▸ **Data extract**
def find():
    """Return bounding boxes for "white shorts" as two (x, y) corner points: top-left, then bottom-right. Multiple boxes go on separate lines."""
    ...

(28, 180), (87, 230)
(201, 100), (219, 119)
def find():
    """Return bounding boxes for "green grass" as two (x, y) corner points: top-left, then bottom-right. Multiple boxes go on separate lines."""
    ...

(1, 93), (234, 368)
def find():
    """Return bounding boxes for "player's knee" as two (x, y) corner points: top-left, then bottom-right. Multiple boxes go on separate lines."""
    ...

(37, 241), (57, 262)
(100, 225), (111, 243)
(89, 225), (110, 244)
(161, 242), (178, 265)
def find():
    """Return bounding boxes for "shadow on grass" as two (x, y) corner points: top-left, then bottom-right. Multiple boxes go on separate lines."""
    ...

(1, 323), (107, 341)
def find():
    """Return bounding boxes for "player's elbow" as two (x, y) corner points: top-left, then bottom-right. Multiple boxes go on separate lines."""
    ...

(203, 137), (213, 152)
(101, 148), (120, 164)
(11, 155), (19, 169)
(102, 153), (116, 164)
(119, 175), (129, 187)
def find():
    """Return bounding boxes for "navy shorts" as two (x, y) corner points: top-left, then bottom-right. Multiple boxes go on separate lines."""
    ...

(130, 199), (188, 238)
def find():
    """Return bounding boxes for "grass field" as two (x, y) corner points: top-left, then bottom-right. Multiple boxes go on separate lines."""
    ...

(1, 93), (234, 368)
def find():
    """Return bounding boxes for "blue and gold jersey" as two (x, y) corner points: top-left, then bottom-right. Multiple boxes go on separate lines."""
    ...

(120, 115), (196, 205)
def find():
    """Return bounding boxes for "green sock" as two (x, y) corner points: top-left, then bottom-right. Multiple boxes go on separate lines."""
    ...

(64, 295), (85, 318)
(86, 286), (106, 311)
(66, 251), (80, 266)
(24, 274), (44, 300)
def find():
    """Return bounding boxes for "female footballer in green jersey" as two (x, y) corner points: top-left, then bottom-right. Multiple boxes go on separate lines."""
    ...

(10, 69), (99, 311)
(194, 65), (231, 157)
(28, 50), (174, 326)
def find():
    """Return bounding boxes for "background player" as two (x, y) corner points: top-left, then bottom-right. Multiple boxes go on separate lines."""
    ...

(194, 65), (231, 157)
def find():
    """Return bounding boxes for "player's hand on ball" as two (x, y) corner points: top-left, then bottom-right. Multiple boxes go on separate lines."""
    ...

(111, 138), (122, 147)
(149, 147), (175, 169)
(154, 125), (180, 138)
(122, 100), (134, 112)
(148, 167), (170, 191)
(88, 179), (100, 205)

▸ **Do this**
Render the items above as a numbered list, from the start of the items through the line containing "(161, 242), (178, 265)", inclusive, and leave out blank lines.

▸ **Worked answer**
1. def find():
2.     """Return bounding boxes for "white shorts" as two (x, y) corner points: top-left, then bottom-right. Multiple boxes go on separate lines."""
3.     ...
4. (28, 180), (87, 230)
5. (201, 100), (219, 119)
6. def find():
7.     """Return bounding boxes for "green grass" as two (x, y) corner points: top-left, then bottom-right. Multiple boxes go on separate lines."""
8.     ...
9. (1, 93), (234, 368)
10. def find():
11.     """Return bounding boxes for "player's knee" as two (x, y) corner points: top-left, then bottom-right. Multiple boxes go on separate lines."""
12.     ...
13. (37, 241), (57, 262)
14. (100, 225), (111, 243)
15. (89, 225), (110, 244)
16. (161, 242), (178, 265)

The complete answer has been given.